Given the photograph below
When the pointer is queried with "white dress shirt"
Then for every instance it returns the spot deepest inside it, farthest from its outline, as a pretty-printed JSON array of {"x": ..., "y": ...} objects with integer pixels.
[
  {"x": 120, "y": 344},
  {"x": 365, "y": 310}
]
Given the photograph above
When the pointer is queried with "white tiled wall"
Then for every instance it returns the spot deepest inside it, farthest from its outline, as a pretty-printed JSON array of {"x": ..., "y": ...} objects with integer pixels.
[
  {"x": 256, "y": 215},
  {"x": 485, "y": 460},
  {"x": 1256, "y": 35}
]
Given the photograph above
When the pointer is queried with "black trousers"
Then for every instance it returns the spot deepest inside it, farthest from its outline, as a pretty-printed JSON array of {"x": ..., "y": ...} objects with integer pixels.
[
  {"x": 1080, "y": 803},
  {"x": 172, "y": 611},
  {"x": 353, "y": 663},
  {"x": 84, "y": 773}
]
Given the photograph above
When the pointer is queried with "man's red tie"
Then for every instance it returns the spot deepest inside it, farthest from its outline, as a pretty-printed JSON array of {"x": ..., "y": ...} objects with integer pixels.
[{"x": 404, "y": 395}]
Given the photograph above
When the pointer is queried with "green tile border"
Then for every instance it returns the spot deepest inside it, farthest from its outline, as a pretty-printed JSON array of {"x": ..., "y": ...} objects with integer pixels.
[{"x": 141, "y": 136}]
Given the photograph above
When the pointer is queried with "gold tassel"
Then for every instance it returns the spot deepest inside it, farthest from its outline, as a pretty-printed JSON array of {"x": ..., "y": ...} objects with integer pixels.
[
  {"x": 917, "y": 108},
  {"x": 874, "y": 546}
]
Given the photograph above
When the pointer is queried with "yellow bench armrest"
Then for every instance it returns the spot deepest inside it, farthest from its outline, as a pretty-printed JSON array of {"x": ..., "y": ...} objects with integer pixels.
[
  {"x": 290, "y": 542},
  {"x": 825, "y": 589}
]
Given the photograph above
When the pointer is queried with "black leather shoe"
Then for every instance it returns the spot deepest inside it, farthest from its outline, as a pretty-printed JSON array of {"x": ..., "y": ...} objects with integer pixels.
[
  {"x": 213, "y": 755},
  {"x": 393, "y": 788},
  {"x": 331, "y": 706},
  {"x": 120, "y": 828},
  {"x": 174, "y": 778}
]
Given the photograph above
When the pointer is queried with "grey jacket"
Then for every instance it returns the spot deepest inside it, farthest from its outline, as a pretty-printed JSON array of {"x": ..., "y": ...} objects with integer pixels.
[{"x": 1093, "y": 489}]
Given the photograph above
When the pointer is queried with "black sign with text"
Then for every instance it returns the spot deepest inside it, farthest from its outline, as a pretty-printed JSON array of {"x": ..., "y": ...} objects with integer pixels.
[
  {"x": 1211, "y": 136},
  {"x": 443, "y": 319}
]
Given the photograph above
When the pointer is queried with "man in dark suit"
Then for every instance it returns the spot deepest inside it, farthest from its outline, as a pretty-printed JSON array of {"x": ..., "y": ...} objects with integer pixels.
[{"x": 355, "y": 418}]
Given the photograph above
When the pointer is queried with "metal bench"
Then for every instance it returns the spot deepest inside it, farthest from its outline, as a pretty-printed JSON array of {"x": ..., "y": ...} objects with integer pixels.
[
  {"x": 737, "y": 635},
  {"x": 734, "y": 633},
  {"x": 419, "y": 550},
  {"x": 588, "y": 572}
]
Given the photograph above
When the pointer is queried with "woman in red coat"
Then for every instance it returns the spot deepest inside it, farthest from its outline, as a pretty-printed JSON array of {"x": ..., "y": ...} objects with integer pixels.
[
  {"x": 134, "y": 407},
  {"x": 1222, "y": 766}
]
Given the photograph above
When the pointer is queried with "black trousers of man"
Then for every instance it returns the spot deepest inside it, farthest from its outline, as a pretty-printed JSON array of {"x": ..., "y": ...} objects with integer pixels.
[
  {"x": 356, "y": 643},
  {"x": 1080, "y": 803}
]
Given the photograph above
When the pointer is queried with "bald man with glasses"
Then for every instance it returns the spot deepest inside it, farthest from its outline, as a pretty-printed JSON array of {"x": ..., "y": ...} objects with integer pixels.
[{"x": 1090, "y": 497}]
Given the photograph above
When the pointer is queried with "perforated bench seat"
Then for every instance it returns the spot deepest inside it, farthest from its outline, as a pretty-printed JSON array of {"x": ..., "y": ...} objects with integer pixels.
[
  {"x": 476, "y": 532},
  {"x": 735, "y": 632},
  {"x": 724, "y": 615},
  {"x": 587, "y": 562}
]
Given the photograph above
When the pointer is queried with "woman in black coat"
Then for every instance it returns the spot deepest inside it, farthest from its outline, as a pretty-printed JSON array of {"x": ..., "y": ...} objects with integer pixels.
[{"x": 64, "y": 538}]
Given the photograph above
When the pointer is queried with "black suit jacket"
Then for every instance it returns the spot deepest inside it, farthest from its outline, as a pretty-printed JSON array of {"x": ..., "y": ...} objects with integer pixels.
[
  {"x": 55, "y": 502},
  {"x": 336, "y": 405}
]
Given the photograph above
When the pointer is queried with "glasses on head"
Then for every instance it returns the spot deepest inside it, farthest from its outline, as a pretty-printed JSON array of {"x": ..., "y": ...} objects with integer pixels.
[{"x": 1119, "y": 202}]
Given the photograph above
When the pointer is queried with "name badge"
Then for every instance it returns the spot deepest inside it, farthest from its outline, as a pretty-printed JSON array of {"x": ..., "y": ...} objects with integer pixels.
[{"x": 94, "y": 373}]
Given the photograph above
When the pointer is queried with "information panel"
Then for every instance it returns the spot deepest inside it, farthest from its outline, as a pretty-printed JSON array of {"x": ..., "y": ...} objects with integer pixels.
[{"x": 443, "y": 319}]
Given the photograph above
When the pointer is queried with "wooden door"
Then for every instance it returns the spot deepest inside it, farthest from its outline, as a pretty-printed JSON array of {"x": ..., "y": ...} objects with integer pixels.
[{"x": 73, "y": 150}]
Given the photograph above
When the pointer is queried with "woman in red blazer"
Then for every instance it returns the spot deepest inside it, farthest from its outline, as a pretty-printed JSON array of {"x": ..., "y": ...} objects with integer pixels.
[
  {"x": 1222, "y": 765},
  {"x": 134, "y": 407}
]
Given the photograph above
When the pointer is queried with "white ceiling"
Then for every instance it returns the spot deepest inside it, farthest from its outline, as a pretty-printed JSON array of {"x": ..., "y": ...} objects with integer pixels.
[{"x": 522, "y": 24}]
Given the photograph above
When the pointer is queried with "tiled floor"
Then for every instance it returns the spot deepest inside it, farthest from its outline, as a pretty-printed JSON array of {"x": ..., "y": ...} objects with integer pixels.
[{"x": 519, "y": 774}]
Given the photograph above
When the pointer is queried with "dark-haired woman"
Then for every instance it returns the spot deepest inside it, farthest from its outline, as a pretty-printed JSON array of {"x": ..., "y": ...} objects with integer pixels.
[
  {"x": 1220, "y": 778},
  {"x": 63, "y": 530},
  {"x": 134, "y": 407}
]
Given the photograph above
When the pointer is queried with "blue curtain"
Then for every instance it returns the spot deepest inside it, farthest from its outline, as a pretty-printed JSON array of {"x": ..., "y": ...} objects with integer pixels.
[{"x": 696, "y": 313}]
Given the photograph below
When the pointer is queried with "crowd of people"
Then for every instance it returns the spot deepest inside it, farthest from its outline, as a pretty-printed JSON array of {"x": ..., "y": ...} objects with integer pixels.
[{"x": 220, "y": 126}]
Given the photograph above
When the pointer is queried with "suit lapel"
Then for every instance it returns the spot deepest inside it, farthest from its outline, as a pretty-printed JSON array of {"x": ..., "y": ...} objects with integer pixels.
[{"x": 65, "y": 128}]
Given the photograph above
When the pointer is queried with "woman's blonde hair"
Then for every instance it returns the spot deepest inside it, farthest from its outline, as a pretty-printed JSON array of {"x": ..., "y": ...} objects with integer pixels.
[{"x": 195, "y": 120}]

→ **Goal of the exercise**: Write out every line from the data above that includes "trousers".

→ **Answer space**:
When the pointer is queried with "black trousers"
When the pointer is queried with "black trousers of man"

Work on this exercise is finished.